Copy out word for word the lines below, starting at the line that contains "target | leafy tree canopy" and continuing through the last line of the rows.

— start Available records —

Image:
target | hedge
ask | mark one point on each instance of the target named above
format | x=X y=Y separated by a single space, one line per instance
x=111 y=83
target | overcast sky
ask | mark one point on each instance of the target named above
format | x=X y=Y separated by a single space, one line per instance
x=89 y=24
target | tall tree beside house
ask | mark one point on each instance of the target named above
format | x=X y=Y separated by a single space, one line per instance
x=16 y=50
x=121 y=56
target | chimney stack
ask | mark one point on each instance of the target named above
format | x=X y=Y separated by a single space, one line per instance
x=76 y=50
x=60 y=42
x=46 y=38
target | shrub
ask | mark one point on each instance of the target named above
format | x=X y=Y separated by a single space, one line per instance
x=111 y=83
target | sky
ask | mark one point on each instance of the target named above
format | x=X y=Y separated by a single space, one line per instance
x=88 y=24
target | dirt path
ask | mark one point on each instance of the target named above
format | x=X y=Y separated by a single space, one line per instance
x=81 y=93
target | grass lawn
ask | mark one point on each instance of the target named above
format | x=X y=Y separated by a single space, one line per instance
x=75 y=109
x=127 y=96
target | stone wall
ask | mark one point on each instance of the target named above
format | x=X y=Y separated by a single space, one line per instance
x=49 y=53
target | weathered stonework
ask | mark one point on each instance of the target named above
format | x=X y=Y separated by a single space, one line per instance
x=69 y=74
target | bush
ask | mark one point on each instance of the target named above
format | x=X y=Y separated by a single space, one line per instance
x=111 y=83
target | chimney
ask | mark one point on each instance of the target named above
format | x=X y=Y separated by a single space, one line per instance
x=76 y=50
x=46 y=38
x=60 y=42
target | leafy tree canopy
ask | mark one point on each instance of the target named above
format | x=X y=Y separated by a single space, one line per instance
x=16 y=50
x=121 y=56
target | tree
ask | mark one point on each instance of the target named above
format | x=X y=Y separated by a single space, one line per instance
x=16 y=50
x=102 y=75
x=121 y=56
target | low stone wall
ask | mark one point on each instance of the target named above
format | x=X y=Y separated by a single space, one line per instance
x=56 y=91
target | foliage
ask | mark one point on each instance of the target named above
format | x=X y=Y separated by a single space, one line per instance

— end Available records —

__Exercise result__
target | leafy tree canopy
ask | mark one point on each instance of the target named above
format | x=X y=Y separated by a single space, one line per instance
x=16 y=50
x=121 y=56
target | tree
ask | mark one point on each instance of the target named above
format | x=X y=Y separated by a single space, one line per instance
x=16 y=50
x=102 y=75
x=121 y=56
target | low stone wall
ask | mark one point on each instance of the target named above
format | x=X y=Y separated by a single space, one line per instance
x=56 y=91
target | foliage
ask | mark one point on each instance of the target named above
format | x=X y=Y separated by a single space, one line per instance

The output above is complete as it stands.